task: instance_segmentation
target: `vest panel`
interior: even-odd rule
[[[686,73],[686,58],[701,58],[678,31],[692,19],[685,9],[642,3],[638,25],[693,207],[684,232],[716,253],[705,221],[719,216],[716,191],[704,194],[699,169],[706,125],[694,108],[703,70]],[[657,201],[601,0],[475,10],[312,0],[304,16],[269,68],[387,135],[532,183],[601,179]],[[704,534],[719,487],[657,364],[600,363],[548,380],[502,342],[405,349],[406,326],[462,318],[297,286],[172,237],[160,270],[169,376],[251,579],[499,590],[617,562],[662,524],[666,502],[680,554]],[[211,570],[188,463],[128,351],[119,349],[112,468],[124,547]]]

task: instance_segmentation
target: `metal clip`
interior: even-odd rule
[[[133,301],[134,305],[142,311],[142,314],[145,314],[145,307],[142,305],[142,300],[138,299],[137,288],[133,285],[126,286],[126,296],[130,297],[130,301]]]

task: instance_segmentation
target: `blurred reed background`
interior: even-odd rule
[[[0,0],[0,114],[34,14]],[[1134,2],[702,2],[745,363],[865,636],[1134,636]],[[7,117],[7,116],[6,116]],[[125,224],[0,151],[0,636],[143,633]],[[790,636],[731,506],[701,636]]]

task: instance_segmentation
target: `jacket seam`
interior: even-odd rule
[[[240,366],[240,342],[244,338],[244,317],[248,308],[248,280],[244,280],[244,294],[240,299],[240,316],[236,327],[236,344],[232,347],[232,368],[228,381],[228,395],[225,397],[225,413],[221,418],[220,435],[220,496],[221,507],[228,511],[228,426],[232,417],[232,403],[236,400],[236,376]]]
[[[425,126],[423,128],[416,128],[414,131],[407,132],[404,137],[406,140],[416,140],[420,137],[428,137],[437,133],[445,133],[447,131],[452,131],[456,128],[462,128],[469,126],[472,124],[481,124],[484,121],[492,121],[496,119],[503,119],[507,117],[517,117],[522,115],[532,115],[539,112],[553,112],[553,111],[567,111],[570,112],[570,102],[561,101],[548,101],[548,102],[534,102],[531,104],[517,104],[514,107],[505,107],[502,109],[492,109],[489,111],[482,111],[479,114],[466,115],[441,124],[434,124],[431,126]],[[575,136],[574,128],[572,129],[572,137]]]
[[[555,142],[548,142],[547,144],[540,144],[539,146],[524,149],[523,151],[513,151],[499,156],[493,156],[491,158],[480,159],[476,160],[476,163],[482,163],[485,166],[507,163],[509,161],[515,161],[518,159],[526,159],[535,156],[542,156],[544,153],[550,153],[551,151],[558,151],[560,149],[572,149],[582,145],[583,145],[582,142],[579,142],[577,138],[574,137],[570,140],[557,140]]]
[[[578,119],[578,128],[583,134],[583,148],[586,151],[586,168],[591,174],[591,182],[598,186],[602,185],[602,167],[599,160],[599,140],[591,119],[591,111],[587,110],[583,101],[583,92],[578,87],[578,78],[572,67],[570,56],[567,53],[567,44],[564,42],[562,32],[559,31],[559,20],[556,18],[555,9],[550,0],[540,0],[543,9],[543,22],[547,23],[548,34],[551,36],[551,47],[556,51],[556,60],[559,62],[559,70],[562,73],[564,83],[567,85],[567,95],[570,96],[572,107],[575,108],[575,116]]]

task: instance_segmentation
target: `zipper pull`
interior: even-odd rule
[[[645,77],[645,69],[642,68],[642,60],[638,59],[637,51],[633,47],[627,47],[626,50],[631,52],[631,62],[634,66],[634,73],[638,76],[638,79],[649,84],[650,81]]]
────────────────
### EXERCISE DETAILS
Every entry must be quoted exactly as it appears above.

### SOLUTION BELOW
task: instance_segmentation
target: `vest panel`
interior: even-odd rule
[[[686,73],[686,58],[701,58],[678,31],[692,19],[685,9],[642,3],[638,25],[693,207],[684,232],[716,253],[705,221],[719,216],[716,191],[704,194],[699,169],[706,125],[694,108],[703,70]],[[657,201],[601,0],[475,10],[312,0],[304,16],[269,68],[387,135],[532,183],[601,179]],[[704,534],[719,487],[657,364],[600,363],[548,380],[502,342],[405,349],[406,326],[462,318],[297,286],[172,237],[160,270],[169,376],[251,579],[499,590],[617,562],[662,524],[666,502],[680,554]],[[211,570],[188,463],[128,351],[119,349],[112,468],[124,547]]]

task: instance_segmentation
target: `metal clip`
interior: even-odd rule
[[[133,301],[134,305],[142,311],[142,314],[145,314],[145,307],[142,305],[142,300],[138,299],[137,288],[133,285],[126,286],[126,296],[130,297],[130,301]]]

task: instance_segmentation
target: `blurred reed background`
interior: even-odd rule
[[[0,0],[0,114],[34,14]],[[1134,2],[702,2],[745,363],[865,636],[1134,636]],[[7,117],[7,116],[6,116]],[[125,224],[0,151],[0,636],[143,633]],[[790,636],[731,506],[701,636]]]

task: instance_segmentation
target: `jacket seam`
interior: even-odd rule
[[[240,366],[240,342],[244,338],[244,317],[248,308],[248,280],[244,280],[244,294],[240,299],[240,316],[236,327],[236,344],[232,347],[232,368],[228,381],[228,395],[225,397],[225,413],[221,418],[220,435],[220,496],[221,507],[228,511],[228,426],[232,417],[232,403],[236,400],[236,376]]]
[[[425,126],[423,128],[416,128],[414,131],[407,132],[404,137],[406,140],[416,140],[420,137],[428,137],[437,133],[445,133],[447,131],[452,131],[456,128],[462,128],[469,126],[472,124],[481,124],[484,121],[492,121],[496,119],[503,119],[507,117],[517,117],[522,115],[532,115],[539,112],[553,112],[553,111],[567,111],[570,112],[570,102],[561,101],[548,101],[548,102],[534,102],[531,104],[517,104],[514,107],[505,107],[502,109],[492,109],[489,111],[482,111],[479,114],[466,115],[441,124],[434,124],[431,126]],[[575,136],[574,128],[572,129],[572,137]]]
[[[555,142],[548,142],[547,144],[540,144],[539,146],[524,149],[523,151],[513,151],[499,156],[493,156],[491,158],[480,159],[476,160],[476,163],[482,163],[485,166],[507,163],[509,161],[515,161],[518,159],[526,159],[535,156],[542,156],[544,153],[550,153],[551,151],[558,151],[560,149],[572,149],[582,145],[583,145],[582,142],[579,142],[577,138],[574,137],[570,140],[557,140]]]
[[[578,119],[578,128],[583,134],[583,148],[586,151],[586,168],[591,174],[591,182],[598,186],[602,185],[602,167],[599,160],[599,140],[591,119],[591,111],[587,110],[583,101],[583,92],[578,87],[578,78],[572,67],[570,56],[567,53],[567,44],[564,42],[562,32],[559,31],[559,20],[556,18],[555,9],[550,0],[540,0],[543,9],[543,22],[547,23],[548,34],[551,36],[551,47],[556,51],[556,60],[559,62],[559,70],[562,73],[564,83],[567,85],[567,95],[570,96],[572,107],[575,108],[575,116]]]

task: instance_segmentation
target: `zipper pull`
interior: even-odd rule
[[[645,77],[645,69],[642,68],[642,60],[638,59],[637,51],[633,47],[627,47],[626,50],[631,52],[631,62],[634,66],[634,73],[638,76],[638,79],[649,84],[650,81]]]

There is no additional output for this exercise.